Set out exactly every line of the entries below, starting at the line that holds "Target: trimmed hedge" and stopping after the line that holds "[locate] double-hung window".
##### Provided data #####
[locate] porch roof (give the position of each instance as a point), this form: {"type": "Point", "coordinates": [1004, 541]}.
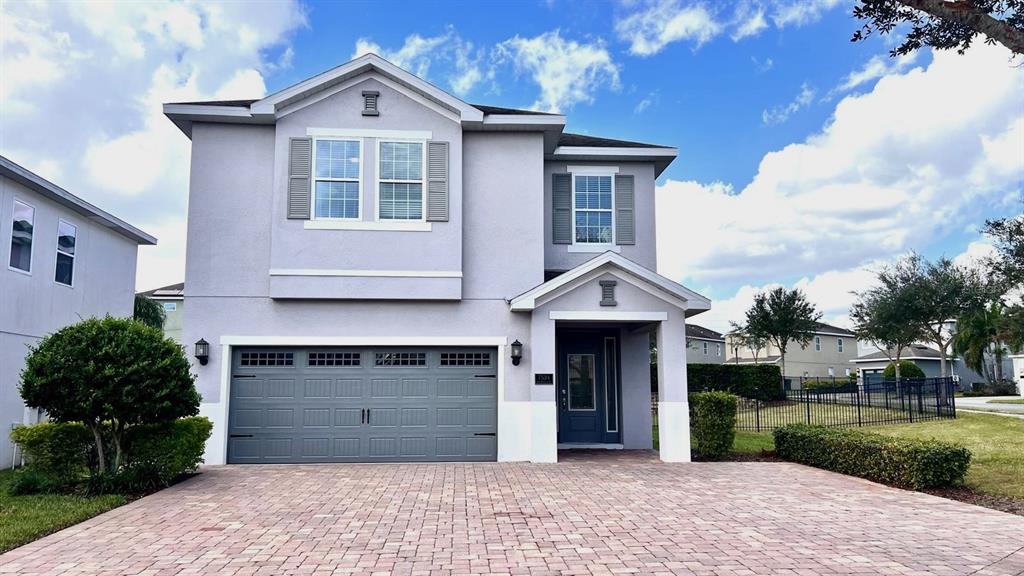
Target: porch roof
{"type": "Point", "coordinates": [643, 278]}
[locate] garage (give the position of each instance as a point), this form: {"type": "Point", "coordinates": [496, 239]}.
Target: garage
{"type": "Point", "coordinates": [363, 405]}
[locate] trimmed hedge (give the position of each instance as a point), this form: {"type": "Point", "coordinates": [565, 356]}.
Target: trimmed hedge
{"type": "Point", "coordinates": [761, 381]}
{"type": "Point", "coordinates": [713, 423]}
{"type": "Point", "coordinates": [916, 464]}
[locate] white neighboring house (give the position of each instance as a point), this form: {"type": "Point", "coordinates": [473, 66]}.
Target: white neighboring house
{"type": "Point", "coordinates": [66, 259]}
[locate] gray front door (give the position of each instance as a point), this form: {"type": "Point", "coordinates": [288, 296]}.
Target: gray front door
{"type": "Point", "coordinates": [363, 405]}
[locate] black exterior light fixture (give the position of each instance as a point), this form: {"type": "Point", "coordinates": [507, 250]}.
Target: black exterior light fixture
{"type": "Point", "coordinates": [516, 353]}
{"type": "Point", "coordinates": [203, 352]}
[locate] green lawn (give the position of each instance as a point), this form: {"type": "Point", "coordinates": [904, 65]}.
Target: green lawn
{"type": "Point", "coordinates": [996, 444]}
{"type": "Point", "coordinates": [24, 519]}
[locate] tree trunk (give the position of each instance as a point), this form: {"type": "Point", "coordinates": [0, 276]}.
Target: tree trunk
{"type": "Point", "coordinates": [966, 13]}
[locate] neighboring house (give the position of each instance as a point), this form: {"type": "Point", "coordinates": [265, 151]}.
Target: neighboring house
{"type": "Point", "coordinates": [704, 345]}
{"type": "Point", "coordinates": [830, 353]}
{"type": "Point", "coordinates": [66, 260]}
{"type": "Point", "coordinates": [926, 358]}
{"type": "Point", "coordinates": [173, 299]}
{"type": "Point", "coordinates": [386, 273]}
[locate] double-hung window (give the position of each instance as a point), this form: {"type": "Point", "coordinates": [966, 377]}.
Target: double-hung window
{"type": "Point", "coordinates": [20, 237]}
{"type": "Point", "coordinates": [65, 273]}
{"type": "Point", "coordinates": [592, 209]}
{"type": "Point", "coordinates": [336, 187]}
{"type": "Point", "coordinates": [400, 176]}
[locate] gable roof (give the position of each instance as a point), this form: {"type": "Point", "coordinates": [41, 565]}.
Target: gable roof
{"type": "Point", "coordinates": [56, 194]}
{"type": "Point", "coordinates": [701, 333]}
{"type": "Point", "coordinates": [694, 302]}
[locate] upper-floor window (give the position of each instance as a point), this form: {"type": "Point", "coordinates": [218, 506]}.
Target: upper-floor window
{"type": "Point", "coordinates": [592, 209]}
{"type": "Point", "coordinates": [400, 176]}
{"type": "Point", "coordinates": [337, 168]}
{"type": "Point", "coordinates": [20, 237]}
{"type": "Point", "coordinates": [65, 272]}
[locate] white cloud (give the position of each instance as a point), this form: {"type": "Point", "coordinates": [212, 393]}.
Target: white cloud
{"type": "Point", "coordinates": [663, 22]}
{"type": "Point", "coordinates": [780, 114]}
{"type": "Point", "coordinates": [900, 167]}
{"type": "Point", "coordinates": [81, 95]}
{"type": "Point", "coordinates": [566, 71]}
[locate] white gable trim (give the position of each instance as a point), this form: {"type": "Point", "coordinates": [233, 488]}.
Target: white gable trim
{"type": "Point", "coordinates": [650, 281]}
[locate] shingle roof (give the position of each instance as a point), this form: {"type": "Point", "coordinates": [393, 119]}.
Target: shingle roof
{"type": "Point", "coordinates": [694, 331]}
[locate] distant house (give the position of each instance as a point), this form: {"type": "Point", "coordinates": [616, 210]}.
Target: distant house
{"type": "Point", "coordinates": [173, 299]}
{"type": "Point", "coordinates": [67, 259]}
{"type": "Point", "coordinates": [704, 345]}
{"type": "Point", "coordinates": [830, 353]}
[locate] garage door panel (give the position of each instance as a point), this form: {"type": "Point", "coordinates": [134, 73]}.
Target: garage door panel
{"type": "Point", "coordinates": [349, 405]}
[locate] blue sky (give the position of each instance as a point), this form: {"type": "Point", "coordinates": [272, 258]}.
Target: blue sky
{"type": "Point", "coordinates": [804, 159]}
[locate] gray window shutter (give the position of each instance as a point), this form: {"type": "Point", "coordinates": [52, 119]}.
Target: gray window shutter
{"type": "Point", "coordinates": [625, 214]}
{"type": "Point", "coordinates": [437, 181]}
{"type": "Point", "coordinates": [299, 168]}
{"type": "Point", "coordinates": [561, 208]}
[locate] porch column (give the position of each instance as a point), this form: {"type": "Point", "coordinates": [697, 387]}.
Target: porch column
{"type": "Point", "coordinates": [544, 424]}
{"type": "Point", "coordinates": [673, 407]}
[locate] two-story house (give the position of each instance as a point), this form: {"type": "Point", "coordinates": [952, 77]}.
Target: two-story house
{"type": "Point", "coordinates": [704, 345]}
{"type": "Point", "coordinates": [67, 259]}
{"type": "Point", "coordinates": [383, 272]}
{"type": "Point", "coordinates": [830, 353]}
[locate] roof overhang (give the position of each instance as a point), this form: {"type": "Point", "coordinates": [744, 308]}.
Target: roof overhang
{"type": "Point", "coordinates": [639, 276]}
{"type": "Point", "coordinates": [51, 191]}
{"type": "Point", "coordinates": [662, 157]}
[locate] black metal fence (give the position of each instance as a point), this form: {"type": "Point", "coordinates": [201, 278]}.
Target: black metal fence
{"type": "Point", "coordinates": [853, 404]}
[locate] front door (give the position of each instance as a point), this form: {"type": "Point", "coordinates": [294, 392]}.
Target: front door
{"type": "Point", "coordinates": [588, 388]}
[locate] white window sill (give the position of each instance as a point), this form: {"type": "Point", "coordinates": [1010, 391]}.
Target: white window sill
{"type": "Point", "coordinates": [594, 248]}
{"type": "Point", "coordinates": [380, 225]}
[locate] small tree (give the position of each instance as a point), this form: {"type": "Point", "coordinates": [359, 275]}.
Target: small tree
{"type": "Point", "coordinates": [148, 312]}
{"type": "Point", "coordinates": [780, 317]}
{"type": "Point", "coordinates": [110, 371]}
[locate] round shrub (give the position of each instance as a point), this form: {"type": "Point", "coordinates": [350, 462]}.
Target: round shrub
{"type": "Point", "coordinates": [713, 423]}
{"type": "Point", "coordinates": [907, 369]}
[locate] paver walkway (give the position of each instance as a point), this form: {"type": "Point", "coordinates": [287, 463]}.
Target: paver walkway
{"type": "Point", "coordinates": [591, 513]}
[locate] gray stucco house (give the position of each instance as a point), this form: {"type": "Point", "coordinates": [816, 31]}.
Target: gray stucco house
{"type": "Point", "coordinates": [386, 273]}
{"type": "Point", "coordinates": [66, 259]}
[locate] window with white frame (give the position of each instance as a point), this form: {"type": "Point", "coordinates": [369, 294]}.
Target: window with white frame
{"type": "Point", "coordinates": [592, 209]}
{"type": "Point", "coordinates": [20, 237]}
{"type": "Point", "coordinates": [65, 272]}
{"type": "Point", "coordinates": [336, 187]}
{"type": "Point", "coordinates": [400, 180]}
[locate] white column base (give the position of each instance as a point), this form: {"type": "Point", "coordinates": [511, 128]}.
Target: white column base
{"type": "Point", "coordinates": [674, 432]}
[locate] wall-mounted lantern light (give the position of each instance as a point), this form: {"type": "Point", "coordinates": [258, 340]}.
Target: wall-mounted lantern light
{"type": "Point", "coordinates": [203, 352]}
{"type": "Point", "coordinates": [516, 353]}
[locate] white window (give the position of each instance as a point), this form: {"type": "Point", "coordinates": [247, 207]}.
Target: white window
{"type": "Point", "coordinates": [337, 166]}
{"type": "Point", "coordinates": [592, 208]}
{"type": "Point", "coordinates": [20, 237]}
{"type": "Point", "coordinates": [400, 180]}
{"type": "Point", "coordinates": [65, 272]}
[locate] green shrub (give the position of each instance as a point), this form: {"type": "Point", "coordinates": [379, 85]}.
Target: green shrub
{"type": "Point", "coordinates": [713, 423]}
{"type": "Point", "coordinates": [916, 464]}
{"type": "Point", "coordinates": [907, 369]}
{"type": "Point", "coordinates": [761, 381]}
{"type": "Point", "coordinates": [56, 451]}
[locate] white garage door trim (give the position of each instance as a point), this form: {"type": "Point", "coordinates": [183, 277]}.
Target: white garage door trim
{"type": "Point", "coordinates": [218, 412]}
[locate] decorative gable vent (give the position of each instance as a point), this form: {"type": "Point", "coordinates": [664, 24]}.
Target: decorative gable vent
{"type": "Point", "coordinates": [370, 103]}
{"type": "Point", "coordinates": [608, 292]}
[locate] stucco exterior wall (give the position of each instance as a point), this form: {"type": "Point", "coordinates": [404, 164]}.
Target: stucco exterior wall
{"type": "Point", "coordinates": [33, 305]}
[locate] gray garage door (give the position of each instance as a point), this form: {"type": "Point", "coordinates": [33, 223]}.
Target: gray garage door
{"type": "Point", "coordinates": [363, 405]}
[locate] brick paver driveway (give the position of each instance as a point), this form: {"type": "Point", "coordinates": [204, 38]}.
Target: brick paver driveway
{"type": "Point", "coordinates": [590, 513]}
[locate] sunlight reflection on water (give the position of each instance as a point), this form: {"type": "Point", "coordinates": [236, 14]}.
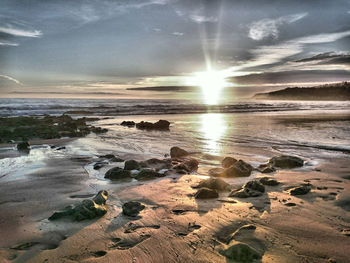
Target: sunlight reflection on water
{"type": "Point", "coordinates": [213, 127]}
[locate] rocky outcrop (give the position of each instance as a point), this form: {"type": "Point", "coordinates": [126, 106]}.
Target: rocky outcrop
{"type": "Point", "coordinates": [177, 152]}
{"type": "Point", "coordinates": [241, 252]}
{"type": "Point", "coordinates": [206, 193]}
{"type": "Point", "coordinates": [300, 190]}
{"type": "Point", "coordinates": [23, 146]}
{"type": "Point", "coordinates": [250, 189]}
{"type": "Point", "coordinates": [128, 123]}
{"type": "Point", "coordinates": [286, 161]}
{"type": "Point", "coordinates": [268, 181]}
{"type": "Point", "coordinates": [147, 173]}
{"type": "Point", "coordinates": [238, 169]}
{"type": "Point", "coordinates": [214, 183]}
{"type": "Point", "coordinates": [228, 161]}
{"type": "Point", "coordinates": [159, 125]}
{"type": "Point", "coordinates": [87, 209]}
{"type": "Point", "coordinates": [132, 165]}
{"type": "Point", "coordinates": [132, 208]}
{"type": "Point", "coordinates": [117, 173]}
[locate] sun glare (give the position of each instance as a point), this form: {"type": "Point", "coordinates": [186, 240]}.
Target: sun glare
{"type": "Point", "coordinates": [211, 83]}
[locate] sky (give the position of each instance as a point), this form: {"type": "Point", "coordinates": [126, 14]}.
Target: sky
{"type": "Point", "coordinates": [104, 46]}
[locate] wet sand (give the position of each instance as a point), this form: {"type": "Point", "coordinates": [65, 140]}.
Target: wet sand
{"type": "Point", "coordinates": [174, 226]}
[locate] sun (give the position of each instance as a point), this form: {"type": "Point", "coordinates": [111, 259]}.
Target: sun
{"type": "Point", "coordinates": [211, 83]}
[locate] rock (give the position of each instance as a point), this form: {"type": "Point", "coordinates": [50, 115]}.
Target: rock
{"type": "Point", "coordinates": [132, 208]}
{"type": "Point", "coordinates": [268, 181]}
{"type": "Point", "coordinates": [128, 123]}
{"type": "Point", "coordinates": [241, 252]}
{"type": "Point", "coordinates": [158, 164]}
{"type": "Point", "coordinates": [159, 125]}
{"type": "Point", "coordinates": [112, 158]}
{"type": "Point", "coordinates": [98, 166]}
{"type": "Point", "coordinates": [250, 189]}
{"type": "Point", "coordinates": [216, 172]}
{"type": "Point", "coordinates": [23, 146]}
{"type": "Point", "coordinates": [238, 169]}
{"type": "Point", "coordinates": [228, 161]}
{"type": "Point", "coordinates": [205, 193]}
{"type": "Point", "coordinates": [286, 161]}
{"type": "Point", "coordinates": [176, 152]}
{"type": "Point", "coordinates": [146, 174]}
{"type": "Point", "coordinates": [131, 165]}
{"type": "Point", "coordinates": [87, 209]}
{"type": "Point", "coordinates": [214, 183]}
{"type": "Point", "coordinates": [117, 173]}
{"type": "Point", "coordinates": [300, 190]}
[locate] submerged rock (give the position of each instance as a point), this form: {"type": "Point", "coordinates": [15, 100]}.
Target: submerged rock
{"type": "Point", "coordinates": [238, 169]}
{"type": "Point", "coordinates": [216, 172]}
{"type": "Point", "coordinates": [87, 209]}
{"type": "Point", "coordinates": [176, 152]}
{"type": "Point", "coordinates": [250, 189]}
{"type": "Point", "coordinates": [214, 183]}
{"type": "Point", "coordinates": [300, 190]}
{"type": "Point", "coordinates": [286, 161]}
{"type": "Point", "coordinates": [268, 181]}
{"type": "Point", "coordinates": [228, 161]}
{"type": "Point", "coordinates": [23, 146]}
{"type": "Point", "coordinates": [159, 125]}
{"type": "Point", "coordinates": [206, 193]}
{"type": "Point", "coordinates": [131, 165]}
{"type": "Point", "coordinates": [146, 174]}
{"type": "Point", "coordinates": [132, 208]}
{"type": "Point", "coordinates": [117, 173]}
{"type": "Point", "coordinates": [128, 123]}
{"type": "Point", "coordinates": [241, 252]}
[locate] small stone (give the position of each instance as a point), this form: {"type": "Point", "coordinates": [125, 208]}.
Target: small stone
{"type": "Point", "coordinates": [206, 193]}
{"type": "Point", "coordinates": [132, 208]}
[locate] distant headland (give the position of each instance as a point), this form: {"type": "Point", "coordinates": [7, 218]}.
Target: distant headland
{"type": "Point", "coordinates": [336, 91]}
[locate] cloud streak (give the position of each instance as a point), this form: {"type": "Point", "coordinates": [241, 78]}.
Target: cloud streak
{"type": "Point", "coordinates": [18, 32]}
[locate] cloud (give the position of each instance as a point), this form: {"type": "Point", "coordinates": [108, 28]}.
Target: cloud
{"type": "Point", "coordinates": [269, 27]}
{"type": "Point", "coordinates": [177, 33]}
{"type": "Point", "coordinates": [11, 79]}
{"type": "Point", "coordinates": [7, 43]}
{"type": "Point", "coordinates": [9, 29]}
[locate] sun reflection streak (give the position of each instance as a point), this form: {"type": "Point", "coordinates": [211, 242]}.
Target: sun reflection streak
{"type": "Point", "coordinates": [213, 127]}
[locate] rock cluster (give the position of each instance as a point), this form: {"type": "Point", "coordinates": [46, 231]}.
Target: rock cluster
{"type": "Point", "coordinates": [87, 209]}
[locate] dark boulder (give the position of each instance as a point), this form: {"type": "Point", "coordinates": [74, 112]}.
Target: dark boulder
#####
# [Solution for this task]
Target: trimmed hedge
{"type": "Point", "coordinates": [761, 381]}
{"type": "Point", "coordinates": [713, 423]}
{"type": "Point", "coordinates": [916, 464]}
[locate] white neighboring house (give the position of each instance as a point), this form: {"type": "Point", "coordinates": [473, 66]}.
Target: white neighboring house
{"type": "Point", "coordinates": [66, 259]}
[locate] gray front door (give the position of each instance as a point), this form: {"type": "Point", "coordinates": [288, 296]}.
Target: gray front door
{"type": "Point", "coordinates": [363, 405]}
[locate] black exterior light fixture (give the position of each instance as a point), this form: {"type": "Point", "coordinates": [507, 250]}.
Target: black exterior light fixture
{"type": "Point", "coordinates": [516, 353]}
{"type": "Point", "coordinates": [203, 352]}
[locate] green lawn (give the position of each instance as a point), this form: {"type": "Point", "coordinates": [904, 65]}.
Target: green lawn
{"type": "Point", "coordinates": [996, 444]}
{"type": "Point", "coordinates": [24, 519]}
[locate] tree trunk (give the position of each instance as a point), this form: {"type": "Point", "coordinates": [0, 276]}.
Target: tree trunk
{"type": "Point", "coordinates": [966, 13]}
[locate] neighboring house (give the position of each instance as a point), this form: {"type": "Point", "coordinates": [265, 151]}.
Target: neighboring house
{"type": "Point", "coordinates": [704, 345]}
{"type": "Point", "coordinates": [830, 353]}
{"type": "Point", "coordinates": [66, 260]}
{"type": "Point", "coordinates": [926, 358]}
{"type": "Point", "coordinates": [173, 299]}
{"type": "Point", "coordinates": [386, 273]}
[locate] double-hung window (give the position of each instance as a point), this form: {"type": "Point", "coordinates": [966, 377]}.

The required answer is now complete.